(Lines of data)
#####

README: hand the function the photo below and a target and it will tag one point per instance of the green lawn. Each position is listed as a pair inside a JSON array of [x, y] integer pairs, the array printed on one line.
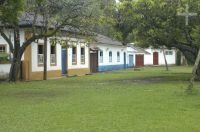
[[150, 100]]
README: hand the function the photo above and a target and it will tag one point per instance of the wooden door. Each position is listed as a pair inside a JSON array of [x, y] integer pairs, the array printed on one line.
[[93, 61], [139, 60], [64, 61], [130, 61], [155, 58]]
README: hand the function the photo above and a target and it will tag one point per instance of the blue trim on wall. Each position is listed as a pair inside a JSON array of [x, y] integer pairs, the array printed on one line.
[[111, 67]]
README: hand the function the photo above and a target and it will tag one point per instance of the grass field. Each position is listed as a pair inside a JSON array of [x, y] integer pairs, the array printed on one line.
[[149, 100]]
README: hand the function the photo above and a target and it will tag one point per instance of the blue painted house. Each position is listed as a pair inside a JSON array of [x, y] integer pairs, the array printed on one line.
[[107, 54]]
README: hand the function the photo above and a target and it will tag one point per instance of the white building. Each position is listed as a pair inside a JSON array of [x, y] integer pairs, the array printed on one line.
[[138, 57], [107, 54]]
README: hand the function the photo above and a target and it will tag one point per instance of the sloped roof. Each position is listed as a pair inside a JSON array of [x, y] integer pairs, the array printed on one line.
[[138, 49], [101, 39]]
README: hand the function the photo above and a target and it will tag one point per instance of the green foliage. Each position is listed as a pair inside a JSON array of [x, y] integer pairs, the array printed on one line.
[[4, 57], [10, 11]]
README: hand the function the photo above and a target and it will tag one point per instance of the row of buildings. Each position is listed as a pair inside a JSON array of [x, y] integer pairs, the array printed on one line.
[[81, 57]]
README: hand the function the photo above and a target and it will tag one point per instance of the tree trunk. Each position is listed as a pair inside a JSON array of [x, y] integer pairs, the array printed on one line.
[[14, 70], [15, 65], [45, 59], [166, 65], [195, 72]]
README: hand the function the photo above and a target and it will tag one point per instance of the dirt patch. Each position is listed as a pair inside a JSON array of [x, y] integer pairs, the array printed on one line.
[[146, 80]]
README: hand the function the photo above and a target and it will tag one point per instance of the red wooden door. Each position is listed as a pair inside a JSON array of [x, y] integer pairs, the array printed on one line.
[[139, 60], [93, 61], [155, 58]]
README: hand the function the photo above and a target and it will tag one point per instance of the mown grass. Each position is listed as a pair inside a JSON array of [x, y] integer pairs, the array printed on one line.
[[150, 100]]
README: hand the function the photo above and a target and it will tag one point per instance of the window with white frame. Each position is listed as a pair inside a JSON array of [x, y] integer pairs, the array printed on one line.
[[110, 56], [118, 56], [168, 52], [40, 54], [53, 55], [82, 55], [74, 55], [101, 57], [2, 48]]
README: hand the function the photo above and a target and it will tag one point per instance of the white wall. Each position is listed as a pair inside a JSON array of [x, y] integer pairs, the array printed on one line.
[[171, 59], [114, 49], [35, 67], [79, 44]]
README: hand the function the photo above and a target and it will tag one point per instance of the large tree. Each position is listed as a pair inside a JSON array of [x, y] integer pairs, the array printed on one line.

#####

Stated exercise => Copy out every one of the lines above without changing a word, and omit the pictures from your answer.

Full solution =>
README: hand the function the photo below and a target and it will tag one point per instance of the green lawn. Each position is listed as a pair inside a JSON array of [x, y] integer pairs, the array printed on one line.
[[150, 100]]
README: hand the function the photo above and a target and it will tag one point per instance of the wooden door. Each position is listed as a pair inside a JSON array of [x, y] integer pairs, the array printed on one line.
[[93, 61], [139, 60], [64, 61], [130, 61], [155, 58]]
README: hand the function the photo above and a target and it will tag one point per instance of the blue trim on wall. Each position is listed as a pair inside a JSON array of [x, y] integer pairs, the array printed on one line.
[[111, 67]]
README: hand the function the photo above and a target and it will tag one point per instance of the grass field. Each position is listed as a pair inside a JSON array of [x, y] integer pairs, the array printed on one line.
[[149, 100]]
README: hand the function the photo above and a target and it will tag one point per instance of the blue painted house. Each position is listed as a pair inside a JSON array of [x, y] integer pairs, the array printed on one line.
[[107, 54]]
README: hand the function the photo above and a target and it will tag one point per instance of the white building. Each position is listed as a pair inside a JSON array of [x, y] integer pairs, the array printed on one line.
[[138, 57], [107, 54]]
README: hand the function the photo above and a target and it will tag one point per instance of the sloped roof. Each position is listed as a pair inside a JSON array of [x, y] integer pairs, the array printed on one line.
[[138, 49], [101, 39]]
README: hand the function the photo above and a target and it will tag one point per instance of the green foliage. Each position is listed as a pair inside a JSON array of [x, y] integer pairs, the array printed on one line.
[[4, 57], [10, 11]]
README: hand the function the photo above and a target and it will tag one point per instance of the row of buildings. Each position is listed as a pair inside a JSON array of [x, y] integer pairs, the array printed on one line.
[[81, 57]]
README: hand the function the photo above and a target and it will tag one point per instance of the tree trunk. Each position is listed as a pair inside a JSON array of [x, y] integer pairs, the array printed on one line.
[[14, 70], [15, 65], [45, 59], [166, 65], [195, 72]]
README: hand the function the photo above and a target and it will tag one point per instance of the dirt patch. Each position is listed as a pair inside a JSON array of [x, y] integer pairs, the array printed on one line.
[[146, 80]]
README: hand the function the photo above and a target and it will tag one point per instance of the red wooden door. Each position is listed as a pair inside a JSON array of [x, y] integer pairs, the array printed on one line.
[[139, 60], [93, 61], [155, 58]]
README: hand the function the photo above and a target and it will tag one point per instance of the mown grass. Each position is listed as a pair inside a JSON array of [x, y] integer pairs, the array printed on one line.
[[150, 100]]
README: hand the function the photo above and a target and it will tag one point per instance of the window with white frame. Each position is listed as a pair inside a JSON array of [x, y] integer pairs, the array printed on one line.
[[110, 56], [118, 56], [168, 52], [40, 54], [53, 55], [82, 55], [74, 55], [101, 57], [2, 48]]
README: hand the function the photo above and a target and it will tag one point per instance of the white wall. Each position is listed as a pair inside a JSON array of [x, y] integer pairs, the array printed on one line.
[[171, 59], [114, 49], [35, 67], [79, 44]]
README: hand the function the photo above and a target and it will tag one point per instance of the large tree. Each position is listed as a pair inside a JSON array of [x, y] integer pairs, the array printed on one line.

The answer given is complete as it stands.